▶ READING PASSAGE
────────────────────────────────────────

German Air Rescue-A Nonprofit Model

 - October 30, 2006, 4:52 AM

Deutsche Rettungsflugwacht e.V.–German Air Rescue (DRF), headquartered in Stuttgart, Germany, has been specializing in airborne emergency care and medical aid for more than 30 years. Founded by the Björn Steiger Foundation in 1972, DRF has become one of the leading air rescue services in Europe, providing both primary (emergency) and secondary (patient transport) rescue service from 32 bases of operations throughout the continent.

What separates DRF from most other air ambulance businesses is that it functions as a nonprofit organization. What’s more, its considerable size allows a unique organizational standard not commonly found in most companies. Currently, DRF’s fleet consists of three Learjet 35s and one Beech King Air B200, as well as 54 helicopters, all of which are based at 32 air rescue centers in Germany, Austria and Italy. (The fixed-wing aircraft are all based at the Baden Airpark.) The operation employs 180 pilots (22 of them fixed-wing pilots), as well as 80 aircraft technicians, three full-time physicians and 32 paramedics, and has contracts with hundreds of doctors and paramedics.

Coordinating DRF’s vast operations is a specialized central alert center staffed by 13 full-time dispatchers who are medically trained and qualified as paramedics or as EMS flight crewmembers. Frank Spirgatis, director of DRF, said having so many highly qualified dispatchers is essential for handling the volume of air ambulance flights DRF does each year. In fact, DRF carried out 17,637 air rescue operations last year, of which 776 were repatriation flights into 99 different countries. (DRF has logged more than 300,000 operations since 1973.)

A considerable amount of DRF’s work involves repatriating individual citizens from overseas destinations, as well as doing large-scale evacuations in the wake of humanitarian disasters. In particular, the organization was actively involved in relief efforts following last year’s tsunami in Southeast Asia and even positioned a medical crew on-site to coordinate evacuations.

DRF does not currently fly into war zones, such as Iraq and Afghanistan, for security reasons. Patients from those countries are generally evacuated by military aircraft to a safer location, such as Kuwait or Uzbekistan, where they are transferred to a DRF ambulance aircraft.

Security, however, is not the biggest issue facing air ambulance operators, said Spirgatis. “The greatest challenge is convincing responsible organizations, such as insurance companies, of the difference between ‘high-quality’ and ‘low-budget’ providers.” DRF spares no expense to highlight the gulf between the two. For example, each of the organization’s fixed-wing aircraft is dedicated to air ambulance operations in a single-patient configuration with one physician and one paramedic or flight nurse on board all flights. (Many operators of patient transfer flights often provide just one flight nurse.)

────────────────────────────────────────

▶ RECORDED DATA
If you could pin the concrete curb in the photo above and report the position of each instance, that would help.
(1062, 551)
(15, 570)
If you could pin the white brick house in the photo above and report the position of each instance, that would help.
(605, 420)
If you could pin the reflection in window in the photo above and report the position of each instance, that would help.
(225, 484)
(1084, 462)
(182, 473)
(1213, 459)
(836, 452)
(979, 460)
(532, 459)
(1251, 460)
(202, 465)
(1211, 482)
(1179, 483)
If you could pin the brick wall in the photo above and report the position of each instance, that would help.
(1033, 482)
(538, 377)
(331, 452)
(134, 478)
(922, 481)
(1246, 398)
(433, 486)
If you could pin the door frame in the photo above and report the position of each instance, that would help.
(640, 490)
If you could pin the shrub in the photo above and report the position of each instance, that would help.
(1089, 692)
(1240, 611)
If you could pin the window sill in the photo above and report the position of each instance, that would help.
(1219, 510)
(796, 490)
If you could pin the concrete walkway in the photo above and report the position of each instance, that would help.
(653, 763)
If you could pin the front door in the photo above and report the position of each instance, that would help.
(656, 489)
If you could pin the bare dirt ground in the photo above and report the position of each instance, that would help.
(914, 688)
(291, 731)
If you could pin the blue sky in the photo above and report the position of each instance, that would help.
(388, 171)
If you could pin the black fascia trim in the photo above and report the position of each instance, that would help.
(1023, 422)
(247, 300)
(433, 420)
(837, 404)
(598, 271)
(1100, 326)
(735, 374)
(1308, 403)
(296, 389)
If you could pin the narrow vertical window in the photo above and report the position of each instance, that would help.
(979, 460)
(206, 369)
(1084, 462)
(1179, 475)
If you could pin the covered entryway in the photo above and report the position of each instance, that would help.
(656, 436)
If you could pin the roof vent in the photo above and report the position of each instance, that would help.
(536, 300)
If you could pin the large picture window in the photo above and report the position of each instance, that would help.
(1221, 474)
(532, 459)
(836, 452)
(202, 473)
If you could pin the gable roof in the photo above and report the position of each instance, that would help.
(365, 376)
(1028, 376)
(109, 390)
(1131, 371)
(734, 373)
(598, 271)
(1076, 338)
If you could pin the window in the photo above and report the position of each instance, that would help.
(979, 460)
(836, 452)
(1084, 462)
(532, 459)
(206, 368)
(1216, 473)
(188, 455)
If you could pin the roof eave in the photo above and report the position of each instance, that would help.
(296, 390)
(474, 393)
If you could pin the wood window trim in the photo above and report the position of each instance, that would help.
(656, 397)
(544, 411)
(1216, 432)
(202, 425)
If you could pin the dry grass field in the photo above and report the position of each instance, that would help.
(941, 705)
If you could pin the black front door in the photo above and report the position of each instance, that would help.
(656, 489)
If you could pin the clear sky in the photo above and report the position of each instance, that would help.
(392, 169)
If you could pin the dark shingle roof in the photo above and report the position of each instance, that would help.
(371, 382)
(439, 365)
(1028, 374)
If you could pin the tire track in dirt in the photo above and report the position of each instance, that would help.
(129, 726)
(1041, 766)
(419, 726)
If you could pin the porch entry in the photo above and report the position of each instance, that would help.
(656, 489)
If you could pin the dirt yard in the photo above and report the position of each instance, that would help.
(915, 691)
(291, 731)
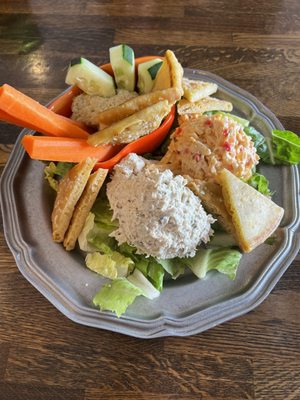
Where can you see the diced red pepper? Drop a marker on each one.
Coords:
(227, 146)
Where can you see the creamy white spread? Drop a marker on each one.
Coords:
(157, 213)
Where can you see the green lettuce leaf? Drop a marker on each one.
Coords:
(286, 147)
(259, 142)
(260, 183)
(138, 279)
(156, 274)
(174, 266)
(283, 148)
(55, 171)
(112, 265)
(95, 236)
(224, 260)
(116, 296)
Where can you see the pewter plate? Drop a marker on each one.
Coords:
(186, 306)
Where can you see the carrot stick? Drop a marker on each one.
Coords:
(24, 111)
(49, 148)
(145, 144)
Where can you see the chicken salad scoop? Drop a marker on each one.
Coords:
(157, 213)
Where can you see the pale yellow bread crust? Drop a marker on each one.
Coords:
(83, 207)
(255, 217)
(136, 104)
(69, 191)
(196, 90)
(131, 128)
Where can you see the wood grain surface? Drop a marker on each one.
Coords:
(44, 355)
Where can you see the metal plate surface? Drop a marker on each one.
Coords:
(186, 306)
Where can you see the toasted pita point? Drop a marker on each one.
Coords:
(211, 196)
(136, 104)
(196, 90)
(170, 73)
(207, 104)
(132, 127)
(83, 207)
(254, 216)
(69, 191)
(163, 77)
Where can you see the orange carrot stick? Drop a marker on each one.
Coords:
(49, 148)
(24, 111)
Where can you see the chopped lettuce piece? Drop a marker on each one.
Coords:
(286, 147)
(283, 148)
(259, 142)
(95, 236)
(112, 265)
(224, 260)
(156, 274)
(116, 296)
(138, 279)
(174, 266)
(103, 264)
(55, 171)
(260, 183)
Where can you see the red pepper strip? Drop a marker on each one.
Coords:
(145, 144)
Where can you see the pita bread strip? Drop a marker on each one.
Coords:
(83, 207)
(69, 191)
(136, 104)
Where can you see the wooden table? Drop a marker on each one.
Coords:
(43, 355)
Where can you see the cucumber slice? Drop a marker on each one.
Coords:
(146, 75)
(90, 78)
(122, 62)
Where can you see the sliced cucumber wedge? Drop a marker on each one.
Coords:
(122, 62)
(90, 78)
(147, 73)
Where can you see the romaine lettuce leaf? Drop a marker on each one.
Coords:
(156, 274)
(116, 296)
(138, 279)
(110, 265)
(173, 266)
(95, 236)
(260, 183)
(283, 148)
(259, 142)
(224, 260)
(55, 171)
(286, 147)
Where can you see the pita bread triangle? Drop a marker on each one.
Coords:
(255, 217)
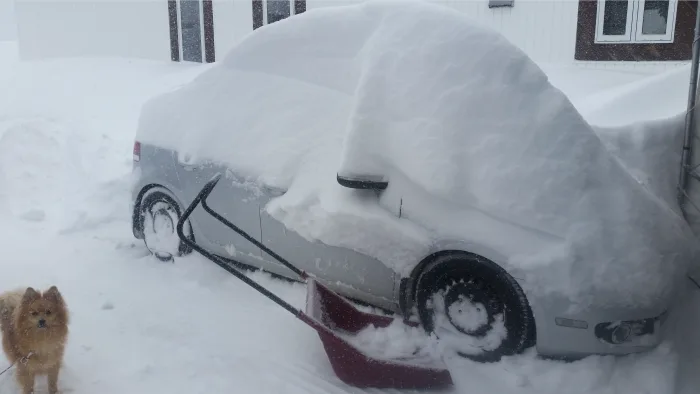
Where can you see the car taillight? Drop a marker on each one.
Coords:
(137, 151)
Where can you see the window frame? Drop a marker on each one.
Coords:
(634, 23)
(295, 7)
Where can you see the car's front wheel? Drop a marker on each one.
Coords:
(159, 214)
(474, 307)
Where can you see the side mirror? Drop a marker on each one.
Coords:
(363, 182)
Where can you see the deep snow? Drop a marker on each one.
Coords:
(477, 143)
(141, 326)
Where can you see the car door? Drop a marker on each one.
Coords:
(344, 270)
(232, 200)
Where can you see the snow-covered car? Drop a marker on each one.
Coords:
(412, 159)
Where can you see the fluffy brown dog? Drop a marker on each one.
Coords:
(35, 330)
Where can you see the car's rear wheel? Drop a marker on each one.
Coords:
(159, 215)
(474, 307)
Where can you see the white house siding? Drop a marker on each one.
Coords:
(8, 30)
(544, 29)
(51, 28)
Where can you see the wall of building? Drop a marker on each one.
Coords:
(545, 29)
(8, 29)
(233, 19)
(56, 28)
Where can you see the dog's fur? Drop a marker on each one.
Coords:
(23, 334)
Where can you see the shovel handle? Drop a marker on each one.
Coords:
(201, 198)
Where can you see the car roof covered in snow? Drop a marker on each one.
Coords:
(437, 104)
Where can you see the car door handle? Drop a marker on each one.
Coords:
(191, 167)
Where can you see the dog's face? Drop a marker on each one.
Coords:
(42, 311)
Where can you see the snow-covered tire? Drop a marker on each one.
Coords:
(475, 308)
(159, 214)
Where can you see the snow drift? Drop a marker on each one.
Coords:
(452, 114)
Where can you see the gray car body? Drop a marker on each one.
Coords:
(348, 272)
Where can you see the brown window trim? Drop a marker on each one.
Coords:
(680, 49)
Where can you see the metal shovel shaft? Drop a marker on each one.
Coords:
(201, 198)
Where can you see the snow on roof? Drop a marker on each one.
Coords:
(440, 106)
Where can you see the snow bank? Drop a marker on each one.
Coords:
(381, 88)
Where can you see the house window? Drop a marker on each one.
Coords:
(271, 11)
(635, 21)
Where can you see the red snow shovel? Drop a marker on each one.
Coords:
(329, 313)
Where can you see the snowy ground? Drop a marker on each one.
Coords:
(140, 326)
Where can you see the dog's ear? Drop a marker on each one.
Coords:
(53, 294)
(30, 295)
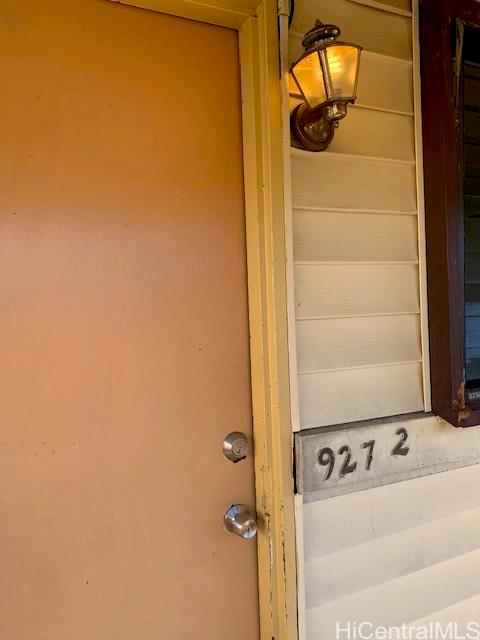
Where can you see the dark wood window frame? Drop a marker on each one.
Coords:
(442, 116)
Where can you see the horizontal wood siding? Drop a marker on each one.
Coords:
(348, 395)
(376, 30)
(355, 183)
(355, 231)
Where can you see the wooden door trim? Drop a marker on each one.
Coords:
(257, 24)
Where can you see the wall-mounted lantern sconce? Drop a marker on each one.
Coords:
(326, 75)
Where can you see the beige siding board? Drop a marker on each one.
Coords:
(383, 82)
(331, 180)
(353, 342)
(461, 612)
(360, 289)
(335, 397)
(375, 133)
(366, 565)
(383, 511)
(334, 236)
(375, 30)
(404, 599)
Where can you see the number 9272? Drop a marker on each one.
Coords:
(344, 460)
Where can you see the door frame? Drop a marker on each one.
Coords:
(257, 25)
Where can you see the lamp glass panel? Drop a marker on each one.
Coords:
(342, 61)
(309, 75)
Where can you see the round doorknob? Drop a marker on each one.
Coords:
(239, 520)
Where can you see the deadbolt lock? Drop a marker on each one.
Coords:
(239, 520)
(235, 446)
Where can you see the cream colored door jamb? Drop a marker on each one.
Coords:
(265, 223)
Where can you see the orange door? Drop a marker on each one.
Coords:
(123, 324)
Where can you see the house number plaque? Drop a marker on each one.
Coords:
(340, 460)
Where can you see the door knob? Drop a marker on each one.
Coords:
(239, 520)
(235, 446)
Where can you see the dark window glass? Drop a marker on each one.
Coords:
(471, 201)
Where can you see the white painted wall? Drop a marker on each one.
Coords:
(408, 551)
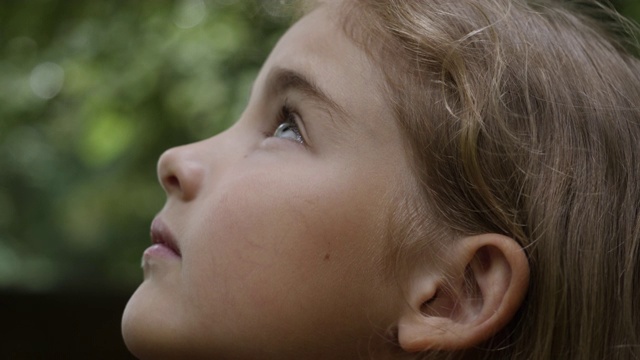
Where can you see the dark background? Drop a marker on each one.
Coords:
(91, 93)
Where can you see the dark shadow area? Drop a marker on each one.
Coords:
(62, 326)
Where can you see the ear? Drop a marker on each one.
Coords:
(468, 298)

────────────────────────────────────────

▶ TASK LIST
1. In the German Air Rescue article, why does DRF not fly into war zones such as Iraq and Afghanistan, and how do patients from those countries reach its aircraft? Answer in one to three sentences.
2. Rewrite the paragraph of the German Air Rescue article beginning "What separates DRF from most other air ambulance businesses" as a short bulleted list, keeping its main facts.
3. Continue the German Air Rescue article from its final paragraph onward.

▶ WRITTEN ANSWERS
1. DRF stays out of war zones for security reasons. Patients from those countries are usually evacuated by military aircraft to a safer location, such as Kuwait or Uzbekistan, where they are transferred to a DRF ambulance aircraft.

2.
- DRF is a nonprofit, unlike most other air ambulance businesses.
- Its size allows an organizational standard not commonly found in most companies.
- Fleet: three Learjet 35s, one Beech King Air B200 and 54 helicopters, based at 32 air rescue centers in Germany, Austria and Italy. All fixed-wing aircraft are at the Baden Airpark.
- Staff: 180 pilots (22 fixed-wing), 80 aircraft technicians, three full-time physicians and 32 paramedics.
- Contracts with hundreds of doctors and paramedics.

3.
In addition, DRF maintains its own medical training organization, and last year it started aircraft simulator training for physicians and paramedics to improve professional skills in a realistic environment. DRF medical staff are now required to do recurrent simulator training sessions–complete with video-based debriefings–one week each year.

Keeping Medical Skills Sharp

Such an intensive commitment goes well beyond the norm for most air ambulance companies, but Spirgatis said this kind of training is necessary to ensure medical crews can deliver the highest medical standard for intensive-care patients in a limited environment. It is worth noting, however, that, unlike most other air ambulance operators providing patient transfer for stabilized non-emergency patients, DRF’s fixed-wing operations have an exceptionally high share of critically ill patients, with approximately 65 percent of patients classified as NACA 4 (possibly life-threatening) or worse and more than 20 percent on ventilation.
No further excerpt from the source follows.